-- begin Stored rows --
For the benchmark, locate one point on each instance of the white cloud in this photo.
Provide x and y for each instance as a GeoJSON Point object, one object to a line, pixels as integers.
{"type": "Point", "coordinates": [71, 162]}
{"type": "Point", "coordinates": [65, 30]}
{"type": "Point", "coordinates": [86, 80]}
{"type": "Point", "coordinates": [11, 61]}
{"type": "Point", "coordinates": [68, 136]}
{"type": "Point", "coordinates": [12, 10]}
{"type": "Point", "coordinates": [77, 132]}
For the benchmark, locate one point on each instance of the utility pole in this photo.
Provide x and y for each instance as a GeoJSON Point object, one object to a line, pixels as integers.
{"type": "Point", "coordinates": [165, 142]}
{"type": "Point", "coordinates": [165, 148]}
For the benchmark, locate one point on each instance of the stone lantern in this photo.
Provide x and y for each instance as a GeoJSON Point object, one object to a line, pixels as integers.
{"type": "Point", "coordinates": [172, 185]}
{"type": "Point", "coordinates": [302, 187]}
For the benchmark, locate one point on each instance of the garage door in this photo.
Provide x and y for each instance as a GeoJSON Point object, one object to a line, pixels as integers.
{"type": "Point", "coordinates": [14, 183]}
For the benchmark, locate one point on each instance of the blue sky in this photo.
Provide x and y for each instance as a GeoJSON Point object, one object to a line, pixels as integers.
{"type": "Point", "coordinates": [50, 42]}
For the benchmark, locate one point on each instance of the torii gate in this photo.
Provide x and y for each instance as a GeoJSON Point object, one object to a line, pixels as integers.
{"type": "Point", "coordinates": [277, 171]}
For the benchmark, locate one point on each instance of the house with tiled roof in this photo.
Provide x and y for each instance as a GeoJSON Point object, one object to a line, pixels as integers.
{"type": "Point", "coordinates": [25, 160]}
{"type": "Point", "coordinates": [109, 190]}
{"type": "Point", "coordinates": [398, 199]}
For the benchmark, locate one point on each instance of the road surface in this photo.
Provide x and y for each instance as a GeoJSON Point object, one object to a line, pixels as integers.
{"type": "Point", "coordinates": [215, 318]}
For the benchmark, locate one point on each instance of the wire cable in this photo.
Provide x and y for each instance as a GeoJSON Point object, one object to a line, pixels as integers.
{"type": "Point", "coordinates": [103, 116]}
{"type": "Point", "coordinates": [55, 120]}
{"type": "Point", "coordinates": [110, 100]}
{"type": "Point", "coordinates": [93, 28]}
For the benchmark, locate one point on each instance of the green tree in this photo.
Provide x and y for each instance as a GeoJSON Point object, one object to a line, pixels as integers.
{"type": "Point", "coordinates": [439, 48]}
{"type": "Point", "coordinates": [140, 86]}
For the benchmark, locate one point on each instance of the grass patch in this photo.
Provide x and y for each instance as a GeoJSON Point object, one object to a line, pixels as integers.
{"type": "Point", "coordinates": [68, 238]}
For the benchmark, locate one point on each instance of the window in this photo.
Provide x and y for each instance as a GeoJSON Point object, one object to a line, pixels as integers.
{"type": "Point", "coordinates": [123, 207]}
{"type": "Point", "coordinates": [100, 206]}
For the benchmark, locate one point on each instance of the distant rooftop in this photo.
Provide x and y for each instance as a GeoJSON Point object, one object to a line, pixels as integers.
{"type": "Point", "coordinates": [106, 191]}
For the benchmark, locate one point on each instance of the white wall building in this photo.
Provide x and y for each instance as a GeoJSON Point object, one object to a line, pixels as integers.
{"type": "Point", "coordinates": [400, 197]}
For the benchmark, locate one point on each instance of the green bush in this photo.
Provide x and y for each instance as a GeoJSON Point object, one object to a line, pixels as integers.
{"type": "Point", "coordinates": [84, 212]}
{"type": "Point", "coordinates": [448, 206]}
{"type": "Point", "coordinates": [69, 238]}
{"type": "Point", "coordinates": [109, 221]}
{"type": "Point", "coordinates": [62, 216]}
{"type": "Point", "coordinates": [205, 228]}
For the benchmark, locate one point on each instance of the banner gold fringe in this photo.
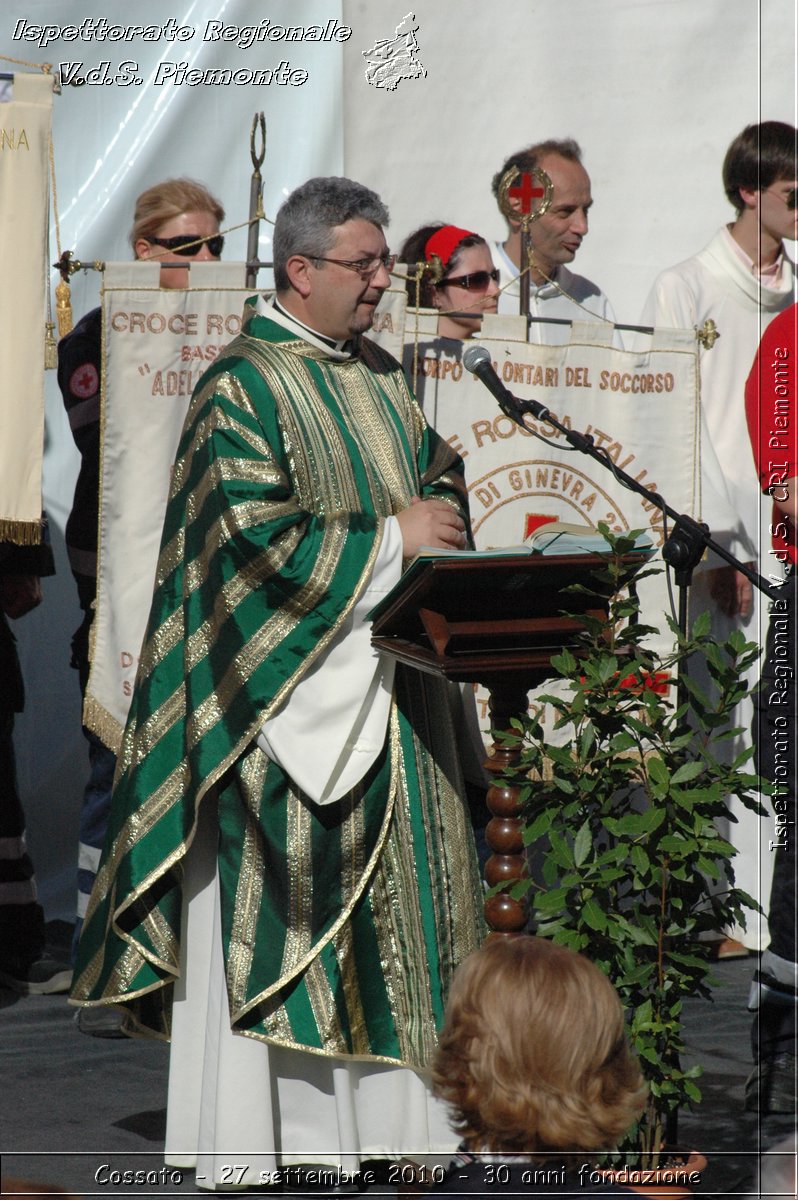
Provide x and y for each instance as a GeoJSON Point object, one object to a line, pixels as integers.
{"type": "Point", "coordinates": [22, 533]}
{"type": "Point", "coordinates": [100, 721]}
{"type": "Point", "coordinates": [64, 309]}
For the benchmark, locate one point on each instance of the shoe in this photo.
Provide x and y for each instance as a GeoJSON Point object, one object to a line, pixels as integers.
{"type": "Point", "coordinates": [45, 977]}
{"type": "Point", "coordinates": [105, 1021]}
{"type": "Point", "coordinates": [771, 1087]}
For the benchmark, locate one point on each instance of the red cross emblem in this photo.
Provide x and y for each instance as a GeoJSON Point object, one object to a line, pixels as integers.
{"type": "Point", "coordinates": [84, 381]}
{"type": "Point", "coordinates": [526, 192]}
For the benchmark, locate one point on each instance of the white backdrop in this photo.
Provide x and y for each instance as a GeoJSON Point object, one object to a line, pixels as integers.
{"type": "Point", "coordinates": [653, 91]}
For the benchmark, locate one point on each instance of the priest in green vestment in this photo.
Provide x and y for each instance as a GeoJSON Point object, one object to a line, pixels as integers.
{"type": "Point", "coordinates": [346, 876]}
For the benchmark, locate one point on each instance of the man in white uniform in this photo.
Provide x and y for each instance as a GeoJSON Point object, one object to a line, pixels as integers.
{"type": "Point", "coordinates": [741, 281]}
{"type": "Point", "coordinates": [555, 292]}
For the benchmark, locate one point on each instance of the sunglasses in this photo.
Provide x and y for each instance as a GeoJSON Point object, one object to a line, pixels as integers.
{"type": "Point", "coordinates": [478, 281]}
{"type": "Point", "coordinates": [190, 244]}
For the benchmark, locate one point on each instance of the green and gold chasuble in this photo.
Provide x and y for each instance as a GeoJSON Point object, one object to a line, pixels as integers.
{"type": "Point", "coordinates": [341, 924]}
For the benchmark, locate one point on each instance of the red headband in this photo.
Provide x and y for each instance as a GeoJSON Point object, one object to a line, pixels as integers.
{"type": "Point", "coordinates": [444, 243]}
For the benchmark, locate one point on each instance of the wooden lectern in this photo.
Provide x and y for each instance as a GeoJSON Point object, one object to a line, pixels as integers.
{"type": "Point", "coordinates": [496, 621]}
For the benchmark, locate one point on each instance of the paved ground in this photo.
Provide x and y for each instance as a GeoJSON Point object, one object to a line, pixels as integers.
{"type": "Point", "coordinates": [72, 1103]}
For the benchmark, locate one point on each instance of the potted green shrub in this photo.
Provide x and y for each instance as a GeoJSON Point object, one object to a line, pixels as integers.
{"type": "Point", "coordinates": [621, 820]}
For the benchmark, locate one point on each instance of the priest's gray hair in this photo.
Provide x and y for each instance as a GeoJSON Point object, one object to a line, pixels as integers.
{"type": "Point", "coordinates": [307, 220]}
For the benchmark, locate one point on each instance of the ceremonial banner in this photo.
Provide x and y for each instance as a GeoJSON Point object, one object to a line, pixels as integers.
{"type": "Point", "coordinates": [25, 120]}
{"type": "Point", "coordinates": [156, 345]}
{"type": "Point", "coordinates": [641, 408]}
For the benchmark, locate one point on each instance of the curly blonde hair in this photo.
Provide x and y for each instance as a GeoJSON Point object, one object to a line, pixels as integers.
{"type": "Point", "coordinates": [533, 1055]}
{"type": "Point", "coordinates": [168, 199]}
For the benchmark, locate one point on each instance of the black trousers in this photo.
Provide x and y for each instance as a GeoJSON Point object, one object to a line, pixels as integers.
{"type": "Point", "coordinates": [775, 737]}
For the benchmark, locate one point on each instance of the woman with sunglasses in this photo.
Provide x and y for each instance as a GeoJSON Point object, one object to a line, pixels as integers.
{"type": "Point", "coordinates": [459, 277]}
{"type": "Point", "coordinates": [175, 222]}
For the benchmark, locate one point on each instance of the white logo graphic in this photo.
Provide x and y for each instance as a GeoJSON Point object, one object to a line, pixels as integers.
{"type": "Point", "coordinates": [393, 59]}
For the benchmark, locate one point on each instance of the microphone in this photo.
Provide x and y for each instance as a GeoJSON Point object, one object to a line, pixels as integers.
{"type": "Point", "coordinates": [478, 360]}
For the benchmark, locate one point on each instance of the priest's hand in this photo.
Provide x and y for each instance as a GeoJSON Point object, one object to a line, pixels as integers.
{"type": "Point", "coordinates": [431, 523]}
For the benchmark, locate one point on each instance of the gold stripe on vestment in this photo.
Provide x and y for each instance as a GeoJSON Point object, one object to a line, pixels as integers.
{"type": "Point", "coordinates": [249, 893]}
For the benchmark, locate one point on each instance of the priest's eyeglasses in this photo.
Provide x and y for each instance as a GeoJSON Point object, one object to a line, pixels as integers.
{"type": "Point", "coordinates": [366, 268]}
{"type": "Point", "coordinates": [190, 244]}
{"type": "Point", "coordinates": [478, 281]}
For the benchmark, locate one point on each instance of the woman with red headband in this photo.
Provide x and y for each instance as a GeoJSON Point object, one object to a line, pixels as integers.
{"type": "Point", "coordinates": [459, 277]}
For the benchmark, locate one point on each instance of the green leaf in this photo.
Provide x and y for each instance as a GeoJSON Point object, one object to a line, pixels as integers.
{"type": "Point", "coordinates": [687, 772]}
{"type": "Point", "coordinates": [582, 844]}
{"type": "Point", "coordinates": [658, 771]}
{"type": "Point", "coordinates": [537, 828]}
{"type": "Point", "coordinates": [594, 916]}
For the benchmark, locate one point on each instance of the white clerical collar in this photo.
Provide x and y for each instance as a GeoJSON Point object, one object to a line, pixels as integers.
{"type": "Point", "coordinates": [769, 275]}
{"type": "Point", "coordinates": [271, 309]}
{"type": "Point", "coordinates": [538, 291]}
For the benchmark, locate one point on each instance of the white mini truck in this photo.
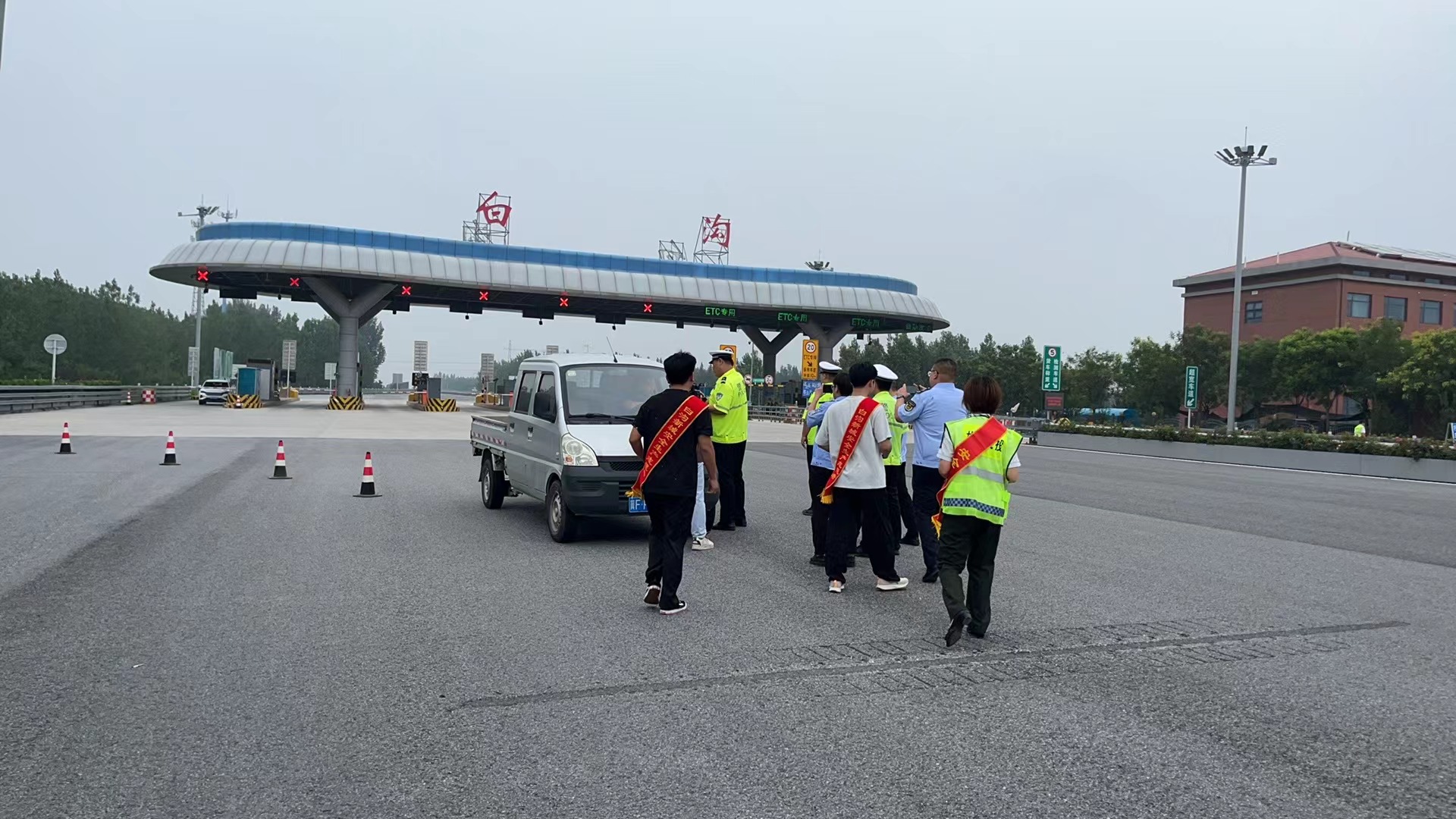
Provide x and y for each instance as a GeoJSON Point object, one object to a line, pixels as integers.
{"type": "Point", "coordinates": [564, 439]}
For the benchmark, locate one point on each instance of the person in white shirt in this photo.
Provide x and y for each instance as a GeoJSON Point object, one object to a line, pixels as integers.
{"type": "Point", "coordinates": [859, 490]}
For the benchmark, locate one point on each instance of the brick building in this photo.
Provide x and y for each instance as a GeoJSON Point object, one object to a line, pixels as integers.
{"type": "Point", "coordinates": [1327, 286]}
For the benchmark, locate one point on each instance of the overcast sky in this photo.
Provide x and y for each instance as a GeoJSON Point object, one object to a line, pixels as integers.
{"type": "Point", "coordinates": [1037, 168]}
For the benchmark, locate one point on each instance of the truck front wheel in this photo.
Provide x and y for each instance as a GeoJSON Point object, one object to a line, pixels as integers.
{"type": "Point", "coordinates": [492, 483]}
{"type": "Point", "coordinates": [561, 521]}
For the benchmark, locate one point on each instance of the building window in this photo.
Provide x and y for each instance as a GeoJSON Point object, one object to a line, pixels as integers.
{"type": "Point", "coordinates": [1395, 308]}
{"type": "Point", "coordinates": [1359, 305]}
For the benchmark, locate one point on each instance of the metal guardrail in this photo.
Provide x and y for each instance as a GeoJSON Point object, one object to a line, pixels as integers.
{"type": "Point", "coordinates": [36, 398]}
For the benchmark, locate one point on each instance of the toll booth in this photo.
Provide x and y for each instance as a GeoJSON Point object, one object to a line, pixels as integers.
-- end Stored rows --
**Task statement**
Repeat the line containing "brick building in this photo." and all subsequent lines through the final line of the data, exactly and with no others.

**Completed task**
For the benchmark, locate one point on each instance of the brick building in this photo.
Provide x and y for each instance as a GeoJSON Point object, one object to a line, pixels as integers.
{"type": "Point", "coordinates": [1327, 286]}
For the benchmark, locate one point on each instance of the overcast sky in this photo.
Provide x and y for each instance as a GeoJSON Point object, one object to a line, pixels as integers.
{"type": "Point", "coordinates": [1037, 168]}
For the benchmark, locate one point on each instance of the truck front wheel in this photo.
Provide x and y for each instance as a GeoJSON Point object, one object to a line, pixels as integers.
{"type": "Point", "coordinates": [492, 483]}
{"type": "Point", "coordinates": [561, 521]}
For the benchmark, locate one point on each instance of the building window in this photo.
Provide x and y for each instance as a GeoJSON Point object, one object to a line, pixels as integers.
{"type": "Point", "coordinates": [1395, 308]}
{"type": "Point", "coordinates": [1359, 305]}
For the benchmark, locate one point on each instance of the metal guardrail in this photo.
Provide x and y for each instance as a GeoJSON Point object, one object to a line, pixels as integers.
{"type": "Point", "coordinates": [36, 398]}
For the benchmark, locate one point on each instance of the toll booth in this photo.
Provide x and y for each instance as a GeoJSON Point object, one object to a line, pixels as integers.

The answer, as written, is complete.